** Start The records **

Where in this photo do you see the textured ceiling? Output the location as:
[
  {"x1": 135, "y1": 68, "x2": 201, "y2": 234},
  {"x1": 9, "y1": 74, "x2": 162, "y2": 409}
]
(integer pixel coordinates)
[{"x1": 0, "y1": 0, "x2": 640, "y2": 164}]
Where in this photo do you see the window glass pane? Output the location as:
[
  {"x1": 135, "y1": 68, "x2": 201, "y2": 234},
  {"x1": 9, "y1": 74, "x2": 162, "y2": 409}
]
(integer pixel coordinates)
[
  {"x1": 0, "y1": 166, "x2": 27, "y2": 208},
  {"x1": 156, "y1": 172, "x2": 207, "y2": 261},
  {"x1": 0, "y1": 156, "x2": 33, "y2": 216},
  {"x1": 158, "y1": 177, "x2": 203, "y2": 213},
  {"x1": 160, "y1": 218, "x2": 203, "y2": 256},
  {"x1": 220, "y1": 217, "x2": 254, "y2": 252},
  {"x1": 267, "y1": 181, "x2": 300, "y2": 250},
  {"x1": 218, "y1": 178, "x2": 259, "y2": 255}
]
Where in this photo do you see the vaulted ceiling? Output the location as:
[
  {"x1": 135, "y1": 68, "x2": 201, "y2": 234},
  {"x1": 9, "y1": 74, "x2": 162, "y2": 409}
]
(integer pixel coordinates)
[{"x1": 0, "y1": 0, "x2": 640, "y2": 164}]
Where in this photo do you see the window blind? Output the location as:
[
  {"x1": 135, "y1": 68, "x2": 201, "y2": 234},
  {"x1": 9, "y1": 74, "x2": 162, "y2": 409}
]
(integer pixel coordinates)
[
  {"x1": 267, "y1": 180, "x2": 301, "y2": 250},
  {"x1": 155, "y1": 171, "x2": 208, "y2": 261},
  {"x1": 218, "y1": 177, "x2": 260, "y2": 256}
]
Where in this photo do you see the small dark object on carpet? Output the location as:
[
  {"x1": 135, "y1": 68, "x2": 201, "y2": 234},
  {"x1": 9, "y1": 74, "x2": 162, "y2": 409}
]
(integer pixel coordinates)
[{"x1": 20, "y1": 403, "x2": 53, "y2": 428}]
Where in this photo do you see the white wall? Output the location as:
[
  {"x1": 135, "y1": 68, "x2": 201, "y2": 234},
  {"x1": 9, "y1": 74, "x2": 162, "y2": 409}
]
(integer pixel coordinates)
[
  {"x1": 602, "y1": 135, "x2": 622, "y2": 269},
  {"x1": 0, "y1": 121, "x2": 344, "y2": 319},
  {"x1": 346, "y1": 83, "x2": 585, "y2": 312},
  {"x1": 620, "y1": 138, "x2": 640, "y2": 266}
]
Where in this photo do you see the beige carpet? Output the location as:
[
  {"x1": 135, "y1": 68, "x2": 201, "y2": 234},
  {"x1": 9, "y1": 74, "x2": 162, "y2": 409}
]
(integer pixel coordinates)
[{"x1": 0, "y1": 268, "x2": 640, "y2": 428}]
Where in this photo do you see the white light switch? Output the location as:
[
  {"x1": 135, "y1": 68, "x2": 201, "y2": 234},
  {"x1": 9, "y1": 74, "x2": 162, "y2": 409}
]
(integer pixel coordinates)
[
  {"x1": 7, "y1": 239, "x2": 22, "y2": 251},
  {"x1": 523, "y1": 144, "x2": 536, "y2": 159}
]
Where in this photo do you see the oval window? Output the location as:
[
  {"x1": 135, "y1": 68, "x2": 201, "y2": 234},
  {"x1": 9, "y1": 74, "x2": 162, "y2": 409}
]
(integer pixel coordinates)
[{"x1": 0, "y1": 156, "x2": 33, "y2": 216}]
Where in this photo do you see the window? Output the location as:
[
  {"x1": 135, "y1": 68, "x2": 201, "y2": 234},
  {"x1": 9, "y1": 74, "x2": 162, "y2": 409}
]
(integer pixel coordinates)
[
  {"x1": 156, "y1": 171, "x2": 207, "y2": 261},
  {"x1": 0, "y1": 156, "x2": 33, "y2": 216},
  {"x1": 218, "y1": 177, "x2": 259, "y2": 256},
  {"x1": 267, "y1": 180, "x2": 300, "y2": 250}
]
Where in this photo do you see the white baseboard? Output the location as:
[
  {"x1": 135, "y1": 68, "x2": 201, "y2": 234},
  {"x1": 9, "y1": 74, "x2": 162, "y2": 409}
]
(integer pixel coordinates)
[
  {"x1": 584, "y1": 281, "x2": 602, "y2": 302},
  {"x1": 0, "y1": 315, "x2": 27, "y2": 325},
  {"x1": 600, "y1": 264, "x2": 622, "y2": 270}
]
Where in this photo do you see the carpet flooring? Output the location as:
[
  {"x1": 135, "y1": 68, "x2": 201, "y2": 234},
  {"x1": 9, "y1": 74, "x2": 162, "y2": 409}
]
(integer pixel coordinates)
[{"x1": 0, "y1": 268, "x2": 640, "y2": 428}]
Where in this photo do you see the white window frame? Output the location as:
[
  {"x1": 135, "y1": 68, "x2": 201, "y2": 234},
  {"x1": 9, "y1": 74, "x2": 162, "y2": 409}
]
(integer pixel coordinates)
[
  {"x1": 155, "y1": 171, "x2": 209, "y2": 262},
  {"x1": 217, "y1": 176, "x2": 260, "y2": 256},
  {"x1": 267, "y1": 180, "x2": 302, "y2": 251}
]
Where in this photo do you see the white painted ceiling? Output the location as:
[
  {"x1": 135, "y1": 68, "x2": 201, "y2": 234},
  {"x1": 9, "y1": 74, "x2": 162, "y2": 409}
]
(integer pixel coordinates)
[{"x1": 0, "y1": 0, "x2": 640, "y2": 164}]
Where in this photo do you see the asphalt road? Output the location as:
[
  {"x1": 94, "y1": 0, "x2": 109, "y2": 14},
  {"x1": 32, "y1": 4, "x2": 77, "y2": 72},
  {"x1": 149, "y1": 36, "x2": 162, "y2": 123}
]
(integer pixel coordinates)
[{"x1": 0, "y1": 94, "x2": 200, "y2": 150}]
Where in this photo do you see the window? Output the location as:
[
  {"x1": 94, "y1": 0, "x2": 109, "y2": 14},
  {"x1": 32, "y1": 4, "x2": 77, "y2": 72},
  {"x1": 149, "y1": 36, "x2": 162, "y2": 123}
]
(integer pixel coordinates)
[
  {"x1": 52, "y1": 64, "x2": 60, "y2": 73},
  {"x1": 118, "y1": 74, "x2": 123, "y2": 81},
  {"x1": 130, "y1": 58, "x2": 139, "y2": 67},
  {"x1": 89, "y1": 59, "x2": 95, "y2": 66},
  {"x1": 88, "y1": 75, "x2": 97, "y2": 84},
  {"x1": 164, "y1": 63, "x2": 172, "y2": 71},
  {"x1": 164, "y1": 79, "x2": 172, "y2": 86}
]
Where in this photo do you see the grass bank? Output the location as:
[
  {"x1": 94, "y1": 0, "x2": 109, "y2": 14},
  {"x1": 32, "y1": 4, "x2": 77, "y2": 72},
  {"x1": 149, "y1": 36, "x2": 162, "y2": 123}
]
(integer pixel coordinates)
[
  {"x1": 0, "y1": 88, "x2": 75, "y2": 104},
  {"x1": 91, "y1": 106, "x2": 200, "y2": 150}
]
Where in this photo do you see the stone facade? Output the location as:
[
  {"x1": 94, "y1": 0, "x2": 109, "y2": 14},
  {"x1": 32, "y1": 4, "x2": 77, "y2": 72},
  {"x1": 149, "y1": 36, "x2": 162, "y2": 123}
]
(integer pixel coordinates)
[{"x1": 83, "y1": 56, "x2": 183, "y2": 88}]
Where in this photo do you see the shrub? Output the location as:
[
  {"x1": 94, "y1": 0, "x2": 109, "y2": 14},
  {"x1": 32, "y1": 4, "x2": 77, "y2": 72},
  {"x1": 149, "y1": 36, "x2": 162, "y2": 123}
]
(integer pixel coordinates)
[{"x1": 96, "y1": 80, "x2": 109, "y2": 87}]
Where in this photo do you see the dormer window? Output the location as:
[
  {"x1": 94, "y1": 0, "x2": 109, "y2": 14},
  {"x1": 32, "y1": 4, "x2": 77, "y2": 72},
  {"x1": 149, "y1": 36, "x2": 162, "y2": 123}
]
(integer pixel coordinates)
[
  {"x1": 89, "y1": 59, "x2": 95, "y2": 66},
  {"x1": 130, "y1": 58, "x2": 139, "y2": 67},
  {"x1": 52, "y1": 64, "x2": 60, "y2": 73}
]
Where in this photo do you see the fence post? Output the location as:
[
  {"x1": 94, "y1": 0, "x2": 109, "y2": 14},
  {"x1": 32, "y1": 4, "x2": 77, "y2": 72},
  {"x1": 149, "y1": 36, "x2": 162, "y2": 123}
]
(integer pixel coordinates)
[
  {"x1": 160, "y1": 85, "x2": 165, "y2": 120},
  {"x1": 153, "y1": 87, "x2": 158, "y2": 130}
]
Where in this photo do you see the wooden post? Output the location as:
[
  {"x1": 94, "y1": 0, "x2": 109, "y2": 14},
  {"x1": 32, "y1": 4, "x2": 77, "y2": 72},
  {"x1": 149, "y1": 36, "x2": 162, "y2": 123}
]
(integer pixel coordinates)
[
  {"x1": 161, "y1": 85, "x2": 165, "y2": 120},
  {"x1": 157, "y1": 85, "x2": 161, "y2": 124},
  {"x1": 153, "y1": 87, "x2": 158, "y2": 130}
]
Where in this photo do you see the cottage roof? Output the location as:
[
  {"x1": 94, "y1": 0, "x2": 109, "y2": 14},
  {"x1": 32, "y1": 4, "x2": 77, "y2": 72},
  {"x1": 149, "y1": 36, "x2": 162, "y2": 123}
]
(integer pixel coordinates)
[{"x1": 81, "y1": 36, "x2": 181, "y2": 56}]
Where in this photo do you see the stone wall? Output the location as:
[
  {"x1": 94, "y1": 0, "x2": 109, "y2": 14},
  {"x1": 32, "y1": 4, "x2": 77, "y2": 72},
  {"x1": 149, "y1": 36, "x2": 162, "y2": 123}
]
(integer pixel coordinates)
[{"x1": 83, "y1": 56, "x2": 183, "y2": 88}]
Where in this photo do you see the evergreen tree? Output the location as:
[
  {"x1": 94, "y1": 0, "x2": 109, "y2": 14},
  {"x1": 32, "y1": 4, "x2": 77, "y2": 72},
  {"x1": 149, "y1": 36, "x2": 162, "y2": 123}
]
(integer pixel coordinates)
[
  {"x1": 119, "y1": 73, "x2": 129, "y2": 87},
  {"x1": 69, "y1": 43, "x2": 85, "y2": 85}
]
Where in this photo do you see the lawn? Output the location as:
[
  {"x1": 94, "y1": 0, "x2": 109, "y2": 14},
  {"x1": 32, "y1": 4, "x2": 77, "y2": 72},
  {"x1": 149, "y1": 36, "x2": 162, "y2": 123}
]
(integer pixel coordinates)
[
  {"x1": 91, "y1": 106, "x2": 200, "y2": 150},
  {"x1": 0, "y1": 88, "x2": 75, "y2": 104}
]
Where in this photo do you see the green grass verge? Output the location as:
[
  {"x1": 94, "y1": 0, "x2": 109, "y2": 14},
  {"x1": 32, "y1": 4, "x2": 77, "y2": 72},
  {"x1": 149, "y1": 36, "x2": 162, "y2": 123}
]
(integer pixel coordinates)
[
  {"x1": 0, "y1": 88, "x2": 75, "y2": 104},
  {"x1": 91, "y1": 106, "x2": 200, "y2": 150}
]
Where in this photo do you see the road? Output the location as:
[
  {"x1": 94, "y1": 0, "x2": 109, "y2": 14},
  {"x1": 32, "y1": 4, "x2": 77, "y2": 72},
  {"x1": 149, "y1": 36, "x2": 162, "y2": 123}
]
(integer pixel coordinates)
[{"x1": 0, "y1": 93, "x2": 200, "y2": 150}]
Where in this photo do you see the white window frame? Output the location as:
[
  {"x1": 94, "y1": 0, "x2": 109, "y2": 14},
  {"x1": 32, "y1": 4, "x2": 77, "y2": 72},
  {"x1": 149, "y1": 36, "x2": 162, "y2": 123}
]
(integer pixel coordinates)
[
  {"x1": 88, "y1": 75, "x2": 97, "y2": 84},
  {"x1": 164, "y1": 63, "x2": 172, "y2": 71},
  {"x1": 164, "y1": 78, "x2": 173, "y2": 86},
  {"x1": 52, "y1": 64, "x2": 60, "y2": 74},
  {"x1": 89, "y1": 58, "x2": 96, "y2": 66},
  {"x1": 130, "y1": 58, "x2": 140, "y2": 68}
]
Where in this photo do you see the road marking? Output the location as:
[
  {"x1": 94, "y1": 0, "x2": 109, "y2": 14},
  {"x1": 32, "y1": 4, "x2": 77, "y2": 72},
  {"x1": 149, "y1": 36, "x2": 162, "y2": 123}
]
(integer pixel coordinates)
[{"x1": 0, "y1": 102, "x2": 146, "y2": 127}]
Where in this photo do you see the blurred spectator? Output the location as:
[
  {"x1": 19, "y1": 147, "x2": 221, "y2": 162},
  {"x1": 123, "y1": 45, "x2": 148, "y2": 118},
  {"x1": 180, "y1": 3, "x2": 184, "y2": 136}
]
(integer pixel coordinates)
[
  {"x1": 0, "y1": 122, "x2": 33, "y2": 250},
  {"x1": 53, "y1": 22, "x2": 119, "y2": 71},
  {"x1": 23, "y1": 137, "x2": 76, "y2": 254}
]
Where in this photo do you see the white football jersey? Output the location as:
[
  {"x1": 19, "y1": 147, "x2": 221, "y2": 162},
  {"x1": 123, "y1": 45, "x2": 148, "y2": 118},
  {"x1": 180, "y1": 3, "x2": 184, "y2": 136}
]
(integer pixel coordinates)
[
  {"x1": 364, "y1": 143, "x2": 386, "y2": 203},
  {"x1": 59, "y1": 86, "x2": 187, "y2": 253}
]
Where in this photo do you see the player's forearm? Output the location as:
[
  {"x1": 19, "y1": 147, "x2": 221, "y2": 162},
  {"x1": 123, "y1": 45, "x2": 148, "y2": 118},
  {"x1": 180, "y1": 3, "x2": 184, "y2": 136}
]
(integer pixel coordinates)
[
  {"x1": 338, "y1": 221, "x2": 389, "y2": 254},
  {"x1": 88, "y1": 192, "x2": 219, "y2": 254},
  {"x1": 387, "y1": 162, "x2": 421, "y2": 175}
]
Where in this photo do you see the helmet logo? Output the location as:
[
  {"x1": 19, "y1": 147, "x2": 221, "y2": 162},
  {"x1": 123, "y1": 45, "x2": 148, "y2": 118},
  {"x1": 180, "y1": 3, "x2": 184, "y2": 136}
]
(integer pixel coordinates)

** End The records **

**Problem statement:**
Which of the lines above contain the word "wall"? Show each one.

**Reply:**
Where in this photo do you see the white wall? Output the location as:
Where in this photo do you see the stone wall? Output the location as:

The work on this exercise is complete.